* [WORK TO BE COMPLETED]:
The goal is to restate all of the records below word for word.

* [DATASET]:
——————————

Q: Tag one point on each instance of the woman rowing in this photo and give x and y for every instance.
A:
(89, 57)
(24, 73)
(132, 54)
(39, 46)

——————————

* [ANSWER FOR THIS EXERCISE]:
Q: Tag one point on each instance of the woman rowing in this photo and give x and y for every instance.
A:
(89, 57)
(24, 73)
(132, 54)
(39, 46)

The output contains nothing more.